• [WORK REQUIRED] Reproduce each of the following entries word for word.

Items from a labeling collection
════════════════════

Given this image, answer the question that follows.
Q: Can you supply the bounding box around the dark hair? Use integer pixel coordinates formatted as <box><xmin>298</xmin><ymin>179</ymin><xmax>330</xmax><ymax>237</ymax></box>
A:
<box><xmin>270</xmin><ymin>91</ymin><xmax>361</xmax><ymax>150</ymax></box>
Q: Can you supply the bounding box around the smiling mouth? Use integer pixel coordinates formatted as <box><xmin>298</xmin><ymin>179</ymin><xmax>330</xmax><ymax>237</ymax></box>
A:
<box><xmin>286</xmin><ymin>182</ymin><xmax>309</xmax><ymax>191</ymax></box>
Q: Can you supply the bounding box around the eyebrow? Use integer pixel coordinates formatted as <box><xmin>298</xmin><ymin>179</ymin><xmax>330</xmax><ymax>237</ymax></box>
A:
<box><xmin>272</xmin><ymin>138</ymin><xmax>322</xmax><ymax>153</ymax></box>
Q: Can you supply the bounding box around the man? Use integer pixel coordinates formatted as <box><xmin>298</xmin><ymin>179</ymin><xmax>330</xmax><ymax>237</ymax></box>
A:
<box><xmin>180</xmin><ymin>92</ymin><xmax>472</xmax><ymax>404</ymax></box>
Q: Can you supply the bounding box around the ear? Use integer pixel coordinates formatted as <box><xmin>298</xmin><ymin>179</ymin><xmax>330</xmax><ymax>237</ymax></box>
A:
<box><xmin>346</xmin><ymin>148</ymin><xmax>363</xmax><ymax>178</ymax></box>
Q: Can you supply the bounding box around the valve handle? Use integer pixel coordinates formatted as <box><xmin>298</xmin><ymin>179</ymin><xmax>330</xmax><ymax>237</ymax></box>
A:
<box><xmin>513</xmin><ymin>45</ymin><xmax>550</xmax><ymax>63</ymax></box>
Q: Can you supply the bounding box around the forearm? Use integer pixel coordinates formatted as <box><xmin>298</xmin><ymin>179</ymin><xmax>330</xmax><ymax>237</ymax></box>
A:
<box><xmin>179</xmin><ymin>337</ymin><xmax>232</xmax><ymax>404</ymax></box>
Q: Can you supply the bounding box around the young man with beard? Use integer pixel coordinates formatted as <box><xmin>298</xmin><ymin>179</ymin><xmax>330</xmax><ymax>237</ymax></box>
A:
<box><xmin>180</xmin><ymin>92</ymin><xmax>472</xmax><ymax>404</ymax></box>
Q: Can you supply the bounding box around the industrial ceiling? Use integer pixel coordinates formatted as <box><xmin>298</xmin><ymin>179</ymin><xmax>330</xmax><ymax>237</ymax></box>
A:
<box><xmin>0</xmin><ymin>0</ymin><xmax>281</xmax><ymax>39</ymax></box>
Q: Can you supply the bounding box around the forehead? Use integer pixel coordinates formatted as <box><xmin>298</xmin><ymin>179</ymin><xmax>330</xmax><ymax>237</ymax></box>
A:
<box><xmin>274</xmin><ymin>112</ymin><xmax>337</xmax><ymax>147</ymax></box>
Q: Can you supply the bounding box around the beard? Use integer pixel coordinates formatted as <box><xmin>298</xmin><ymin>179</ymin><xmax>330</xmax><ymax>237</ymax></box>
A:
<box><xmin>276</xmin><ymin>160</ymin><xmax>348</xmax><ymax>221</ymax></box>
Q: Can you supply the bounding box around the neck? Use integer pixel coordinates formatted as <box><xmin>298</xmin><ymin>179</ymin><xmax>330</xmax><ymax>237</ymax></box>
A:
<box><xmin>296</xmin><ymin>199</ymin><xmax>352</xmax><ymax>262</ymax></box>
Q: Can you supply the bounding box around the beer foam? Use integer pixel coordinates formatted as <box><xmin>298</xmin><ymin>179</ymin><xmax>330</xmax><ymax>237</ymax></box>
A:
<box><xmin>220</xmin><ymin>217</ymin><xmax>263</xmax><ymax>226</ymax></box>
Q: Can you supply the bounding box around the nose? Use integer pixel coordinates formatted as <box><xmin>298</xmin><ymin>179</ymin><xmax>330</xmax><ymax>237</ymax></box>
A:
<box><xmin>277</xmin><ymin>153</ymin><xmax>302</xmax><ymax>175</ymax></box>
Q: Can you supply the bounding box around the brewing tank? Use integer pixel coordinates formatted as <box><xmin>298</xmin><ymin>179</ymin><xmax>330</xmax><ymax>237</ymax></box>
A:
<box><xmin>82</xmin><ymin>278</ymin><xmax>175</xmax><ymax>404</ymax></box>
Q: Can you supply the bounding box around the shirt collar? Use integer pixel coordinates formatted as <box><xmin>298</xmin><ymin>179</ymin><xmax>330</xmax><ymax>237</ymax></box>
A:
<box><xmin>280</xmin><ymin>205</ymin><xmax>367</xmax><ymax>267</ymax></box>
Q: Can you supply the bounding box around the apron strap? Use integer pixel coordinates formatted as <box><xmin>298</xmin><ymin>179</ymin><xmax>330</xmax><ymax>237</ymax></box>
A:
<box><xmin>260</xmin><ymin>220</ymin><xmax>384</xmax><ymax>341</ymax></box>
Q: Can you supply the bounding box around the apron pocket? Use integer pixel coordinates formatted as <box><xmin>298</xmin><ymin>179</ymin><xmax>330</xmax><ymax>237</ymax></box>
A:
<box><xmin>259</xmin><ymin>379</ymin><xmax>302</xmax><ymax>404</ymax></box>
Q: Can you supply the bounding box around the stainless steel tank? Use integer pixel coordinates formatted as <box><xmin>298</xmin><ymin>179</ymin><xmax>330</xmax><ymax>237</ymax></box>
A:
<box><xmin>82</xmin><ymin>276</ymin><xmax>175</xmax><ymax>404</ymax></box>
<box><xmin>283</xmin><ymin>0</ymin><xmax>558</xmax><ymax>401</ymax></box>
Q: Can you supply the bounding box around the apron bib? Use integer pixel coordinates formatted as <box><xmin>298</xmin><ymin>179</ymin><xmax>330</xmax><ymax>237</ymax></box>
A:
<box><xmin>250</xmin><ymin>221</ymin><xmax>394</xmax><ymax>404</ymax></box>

════════════════════

• [REPLY TO THE EXERCISE]
Given this image, answer the question that follows.
Q: Can you supply the bounding box around the dark hair? Use integer pixel coordinates formatted as <box><xmin>298</xmin><ymin>179</ymin><xmax>330</xmax><ymax>237</ymax></box>
A:
<box><xmin>270</xmin><ymin>91</ymin><xmax>361</xmax><ymax>150</ymax></box>
Q: Can you supply the bounding box around the smiling mouth? Use integer pixel coordinates formatted as <box><xmin>298</xmin><ymin>179</ymin><xmax>330</xmax><ymax>237</ymax></box>
A:
<box><xmin>286</xmin><ymin>182</ymin><xmax>309</xmax><ymax>191</ymax></box>
Q: Can you supply the bounding box around the eyebrow? Use integer pixel coordinates formatted as <box><xmin>298</xmin><ymin>179</ymin><xmax>330</xmax><ymax>237</ymax></box>
A:
<box><xmin>272</xmin><ymin>138</ymin><xmax>322</xmax><ymax>153</ymax></box>
Q: Can you supply the bounding box around the man? Use integer pixel coordinates formatted as <box><xmin>298</xmin><ymin>179</ymin><xmax>330</xmax><ymax>237</ymax></box>
A:
<box><xmin>180</xmin><ymin>92</ymin><xmax>472</xmax><ymax>404</ymax></box>
Q: Can you supply the bounding box around the ear? Use integer pixel coordinates formatted as <box><xmin>298</xmin><ymin>179</ymin><xmax>330</xmax><ymax>237</ymax></box>
A:
<box><xmin>346</xmin><ymin>148</ymin><xmax>363</xmax><ymax>178</ymax></box>
Q: Can you supply the bounding box around the valve handle? Use integer pixel coordinates formatted as <box><xmin>298</xmin><ymin>179</ymin><xmax>330</xmax><ymax>237</ymax></box>
A:
<box><xmin>513</xmin><ymin>45</ymin><xmax>550</xmax><ymax>63</ymax></box>
Q: Can you supply the bounding box around the forearm? Use integer pixel coordinates formatted as <box><xmin>298</xmin><ymin>179</ymin><xmax>330</xmax><ymax>237</ymax></box>
A:
<box><xmin>179</xmin><ymin>337</ymin><xmax>232</xmax><ymax>404</ymax></box>
Q: Can you supply the bounding box around the young man with beard? Use integer pixel coordinates formatted as <box><xmin>298</xmin><ymin>179</ymin><xmax>330</xmax><ymax>237</ymax></box>
A:
<box><xmin>180</xmin><ymin>92</ymin><xmax>472</xmax><ymax>404</ymax></box>
Q: Can you supply the bounding box around the industrial ceiling? Use integer pixel coordinates formatted as <box><xmin>298</xmin><ymin>179</ymin><xmax>330</xmax><ymax>237</ymax></box>
A:
<box><xmin>0</xmin><ymin>0</ymin><xmax>281</xmax><ymax>39</ymax></box>
Q: Can you supply the bounding box around the forehead? Use integer pixel coordinates formatted as <box><xmin>298</xmin><ymin>179</ymin><xmax>330</xmax><ymax>237</ymax></box>
A:
<box><xmin>274</xmin><ymin>112</ymin><xmax>337</xmax><ymax>147</ymax></box>
Q: Can you supply the bounding box around the beard? Use integer pixel coordinates formatted as <box><xmin>298</xmin><ymin>179</ymin><xmax>330</xmax><ymax>237</ymax></box>
A:
<box><xmin>276</xmin><ymin>160</ymin><xmax>348</xmax><ymax>221</ymax></box>
Q: Can you supply the bounding box around the neck? Use integer pixel coordinates formatted as <box><xmin>298</xmin><ymin>179</ymin><xmax>330</xmax><ymax>237</ymax></box>
A:
<box><xmin>296</xmin><ymin>199</ymin><xmax>352</xmax><ymax>262</ymax></box>
Q: Can you supply the bounding box around the beer foam? Use integer pixel coordinates formatted as <box><xmin>298</xmin><ymin>179</ymin><xmax>330</xmax><ymax>237</ymax></box>
A:
<box><xmin>220</xmin><ymin>217</ymin><xmax>263</xmax><ymax>226</ymax></box>
Q: Can you supply the bounding box around the nose? Use integer pixel coordinates formatted as <box><xmin>298</xmin><ymin>179</ymin><xmax>330</xmax><ymax>237</ymax></box>
A:
<box><xmin>277</xmin><ymin>153</ymin><xmax>302</xmax><ymax>175</ymax></box>
Q: Can you supply the bounding box around the brewing tank? Use integer pixel coordinates formatted as <box><xmin>298</xmin><ymin>179</ymin><xmax>330</xmax><ymax>237</ymax></box>
A:
<box><xmin>82</xmin><ymin>278</ymin><xmax>175</xmax><ymax>404</ymax></box>
Q: Can you supply the bounding box around the shirt collar? Use integer pixel coordinates formatted as <box><xmin>298</xmin><ymin>179</ymin><xmax>330</xmax><ymax>237</ymax></box>
A:
<box><xmin>280</xmin><ymin>205</ymin><xmax>367</xmax><ymax>267</ymax></box>
Q: Can you supply the bounding box around the apron strap? Use integer pixel coordinates formatted as <box><xmin>298</xmin><ymin>179</ymin><xmax>330</xmax><ymax>237</ymax></box>
A:
<box><xmin>260</xmin><ymin>220</ymin><xmax>384</xmax><ymax>341</ymax></box>
Q: Can you supply the bounding box around the apron pocket? Use integer pixel coordinates formatted as <box><xmin>298</xmin><ymin>179</ymin><xmax>330</xmax><ymax>237</ymax></box>
A:
<box><xmin>259</xmin><ymin>379</ymin><xmax>302</xmax><ymax>404</ymax></box>
Q: Can you supply the bounding box around the stainless steel tank? Use integer pixel coordinates formatted as <box><xmin>298</xmin><ymin>179</ymin><xmax>330</xmax><ymax>237</ymax></box>
A:
<box><xmin>82</xmin><ymin>276</ymin><xmax>175</xmax><ymax>404</ymax></box>
<box><xmin>283</xmin><ymin>0</ymin><xmax>558</xmax><ymax>401</ymax></box>
Q: Can you supply the bounding box around the apron bib? Use integer pixel coordinates formatted as <box><xmin>298</xmin><ymin>179</ymin><xmax>330</xmax><ymax>237</ymax></box>
A:
<box><xmin>250</xmin><ymin>221</ymin><xmax>394</xmax><ymax>404</ymax></box>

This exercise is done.